++++ Material for the task ++++
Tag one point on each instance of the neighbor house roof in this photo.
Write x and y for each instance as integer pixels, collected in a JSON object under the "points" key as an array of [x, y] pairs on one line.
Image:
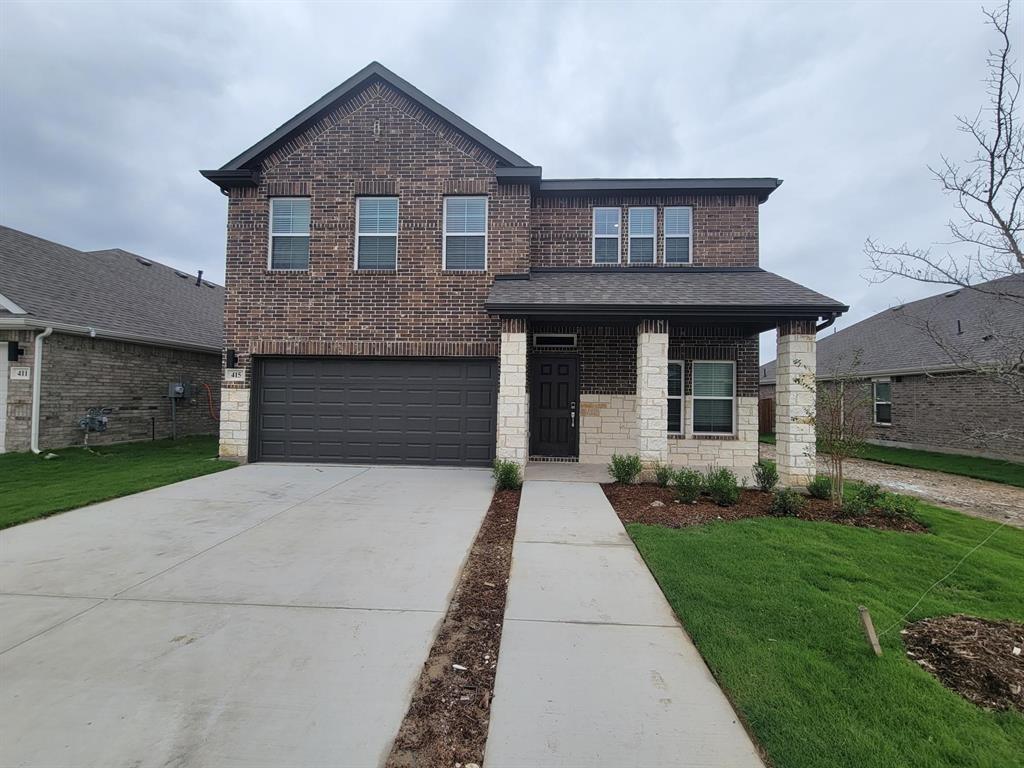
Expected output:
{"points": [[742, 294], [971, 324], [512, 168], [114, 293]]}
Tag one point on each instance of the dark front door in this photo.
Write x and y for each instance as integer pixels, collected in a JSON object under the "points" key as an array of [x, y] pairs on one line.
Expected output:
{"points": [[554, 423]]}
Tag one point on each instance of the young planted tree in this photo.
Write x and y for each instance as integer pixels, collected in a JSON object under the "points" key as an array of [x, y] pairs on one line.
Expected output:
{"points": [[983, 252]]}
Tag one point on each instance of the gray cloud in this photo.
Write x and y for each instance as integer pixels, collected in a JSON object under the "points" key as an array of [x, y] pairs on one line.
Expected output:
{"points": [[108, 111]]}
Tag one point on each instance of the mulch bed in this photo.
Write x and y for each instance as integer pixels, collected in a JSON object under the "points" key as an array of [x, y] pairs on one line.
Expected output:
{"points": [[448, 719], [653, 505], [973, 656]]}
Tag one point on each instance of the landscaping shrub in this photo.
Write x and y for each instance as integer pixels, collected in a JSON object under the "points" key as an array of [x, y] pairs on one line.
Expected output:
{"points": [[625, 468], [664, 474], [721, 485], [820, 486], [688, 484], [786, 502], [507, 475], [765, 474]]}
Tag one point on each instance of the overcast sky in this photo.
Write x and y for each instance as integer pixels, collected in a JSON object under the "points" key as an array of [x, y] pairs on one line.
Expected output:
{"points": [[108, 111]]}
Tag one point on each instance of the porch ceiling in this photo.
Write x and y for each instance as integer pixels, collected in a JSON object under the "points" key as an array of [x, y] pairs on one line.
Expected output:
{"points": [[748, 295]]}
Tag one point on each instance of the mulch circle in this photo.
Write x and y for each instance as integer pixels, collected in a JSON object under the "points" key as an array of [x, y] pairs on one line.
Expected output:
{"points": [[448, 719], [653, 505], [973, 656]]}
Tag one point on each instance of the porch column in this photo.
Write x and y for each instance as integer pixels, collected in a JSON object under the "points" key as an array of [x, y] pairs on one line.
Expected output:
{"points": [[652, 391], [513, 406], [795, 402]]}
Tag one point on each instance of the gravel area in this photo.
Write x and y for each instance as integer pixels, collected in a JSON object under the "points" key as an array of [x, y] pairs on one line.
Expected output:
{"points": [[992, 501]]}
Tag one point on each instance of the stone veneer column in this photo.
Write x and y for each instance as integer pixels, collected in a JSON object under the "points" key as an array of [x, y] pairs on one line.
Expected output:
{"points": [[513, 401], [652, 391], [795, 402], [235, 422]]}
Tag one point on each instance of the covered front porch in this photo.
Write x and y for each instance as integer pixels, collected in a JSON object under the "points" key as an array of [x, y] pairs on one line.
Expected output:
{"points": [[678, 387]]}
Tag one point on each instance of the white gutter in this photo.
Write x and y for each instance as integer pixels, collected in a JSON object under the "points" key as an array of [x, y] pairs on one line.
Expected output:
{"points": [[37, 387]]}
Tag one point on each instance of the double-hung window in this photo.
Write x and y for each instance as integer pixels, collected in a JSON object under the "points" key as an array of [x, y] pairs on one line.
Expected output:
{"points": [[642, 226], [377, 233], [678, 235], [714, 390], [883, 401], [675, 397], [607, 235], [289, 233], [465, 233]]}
++++
++++ Material for the task ++++
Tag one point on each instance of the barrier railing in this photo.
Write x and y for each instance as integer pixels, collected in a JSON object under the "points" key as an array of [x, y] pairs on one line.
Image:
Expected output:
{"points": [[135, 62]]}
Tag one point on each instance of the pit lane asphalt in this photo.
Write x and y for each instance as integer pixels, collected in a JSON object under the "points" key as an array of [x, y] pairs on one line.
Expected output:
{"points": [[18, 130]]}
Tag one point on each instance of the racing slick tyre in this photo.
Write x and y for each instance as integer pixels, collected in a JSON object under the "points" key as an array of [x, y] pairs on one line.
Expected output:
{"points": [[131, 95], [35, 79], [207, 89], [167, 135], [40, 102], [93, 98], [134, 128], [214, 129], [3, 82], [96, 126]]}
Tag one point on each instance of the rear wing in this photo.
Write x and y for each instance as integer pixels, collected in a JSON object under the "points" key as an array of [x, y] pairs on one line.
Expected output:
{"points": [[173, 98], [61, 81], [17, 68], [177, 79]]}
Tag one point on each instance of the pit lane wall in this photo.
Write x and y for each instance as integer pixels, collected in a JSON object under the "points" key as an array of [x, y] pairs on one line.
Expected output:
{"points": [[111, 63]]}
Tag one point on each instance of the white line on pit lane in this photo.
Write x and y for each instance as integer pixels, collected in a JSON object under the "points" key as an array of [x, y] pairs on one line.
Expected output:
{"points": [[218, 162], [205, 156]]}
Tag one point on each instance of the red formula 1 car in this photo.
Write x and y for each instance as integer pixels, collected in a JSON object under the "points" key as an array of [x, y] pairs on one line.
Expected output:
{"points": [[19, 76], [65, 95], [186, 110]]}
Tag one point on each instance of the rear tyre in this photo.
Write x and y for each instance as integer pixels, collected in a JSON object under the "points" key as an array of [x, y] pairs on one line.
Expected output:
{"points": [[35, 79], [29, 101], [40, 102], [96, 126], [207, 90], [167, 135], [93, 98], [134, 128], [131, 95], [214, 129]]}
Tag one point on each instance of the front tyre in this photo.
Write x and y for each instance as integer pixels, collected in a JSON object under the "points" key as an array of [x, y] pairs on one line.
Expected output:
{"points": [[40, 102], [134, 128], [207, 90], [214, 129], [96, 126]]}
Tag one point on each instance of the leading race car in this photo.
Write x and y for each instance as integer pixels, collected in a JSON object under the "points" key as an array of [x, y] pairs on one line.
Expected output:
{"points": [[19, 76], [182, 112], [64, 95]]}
++++
++++ Material for the task ++++
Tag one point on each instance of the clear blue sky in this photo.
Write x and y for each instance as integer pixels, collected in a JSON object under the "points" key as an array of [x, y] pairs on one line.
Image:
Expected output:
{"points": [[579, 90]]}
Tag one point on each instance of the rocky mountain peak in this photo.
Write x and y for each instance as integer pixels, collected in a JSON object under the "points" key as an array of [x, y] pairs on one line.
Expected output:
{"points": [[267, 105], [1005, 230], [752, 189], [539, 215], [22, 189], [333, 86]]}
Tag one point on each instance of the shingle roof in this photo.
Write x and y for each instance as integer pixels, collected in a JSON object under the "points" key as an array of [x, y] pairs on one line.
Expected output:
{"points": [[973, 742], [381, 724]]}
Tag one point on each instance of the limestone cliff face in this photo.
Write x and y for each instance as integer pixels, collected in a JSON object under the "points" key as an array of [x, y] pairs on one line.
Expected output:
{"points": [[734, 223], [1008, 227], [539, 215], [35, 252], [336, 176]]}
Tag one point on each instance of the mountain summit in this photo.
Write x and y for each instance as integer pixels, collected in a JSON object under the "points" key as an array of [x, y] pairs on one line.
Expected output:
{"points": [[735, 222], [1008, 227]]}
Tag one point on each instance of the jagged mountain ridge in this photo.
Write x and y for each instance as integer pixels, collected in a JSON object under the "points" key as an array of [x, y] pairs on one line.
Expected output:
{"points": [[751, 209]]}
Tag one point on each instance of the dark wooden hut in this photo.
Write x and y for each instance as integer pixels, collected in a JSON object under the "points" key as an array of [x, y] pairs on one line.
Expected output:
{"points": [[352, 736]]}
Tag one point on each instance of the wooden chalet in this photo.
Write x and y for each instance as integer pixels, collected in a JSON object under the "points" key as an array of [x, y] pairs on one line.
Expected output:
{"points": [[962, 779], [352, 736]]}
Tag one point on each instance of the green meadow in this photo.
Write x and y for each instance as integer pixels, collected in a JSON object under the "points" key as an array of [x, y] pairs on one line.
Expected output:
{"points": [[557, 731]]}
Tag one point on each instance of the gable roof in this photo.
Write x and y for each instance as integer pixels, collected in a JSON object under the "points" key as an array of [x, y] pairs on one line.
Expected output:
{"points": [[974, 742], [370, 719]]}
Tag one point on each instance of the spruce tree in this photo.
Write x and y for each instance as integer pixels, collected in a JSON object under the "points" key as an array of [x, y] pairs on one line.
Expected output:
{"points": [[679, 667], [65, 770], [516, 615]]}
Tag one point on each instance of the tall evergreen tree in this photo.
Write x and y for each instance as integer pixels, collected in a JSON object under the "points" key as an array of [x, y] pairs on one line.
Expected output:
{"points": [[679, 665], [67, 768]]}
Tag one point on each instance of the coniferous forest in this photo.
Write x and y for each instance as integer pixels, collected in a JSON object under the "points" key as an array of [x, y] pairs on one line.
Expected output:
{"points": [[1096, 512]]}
++++
_Task instructions_
How many lines in the rows above contain the word "rear"? Respond with the number alone.

_Problem solution_
2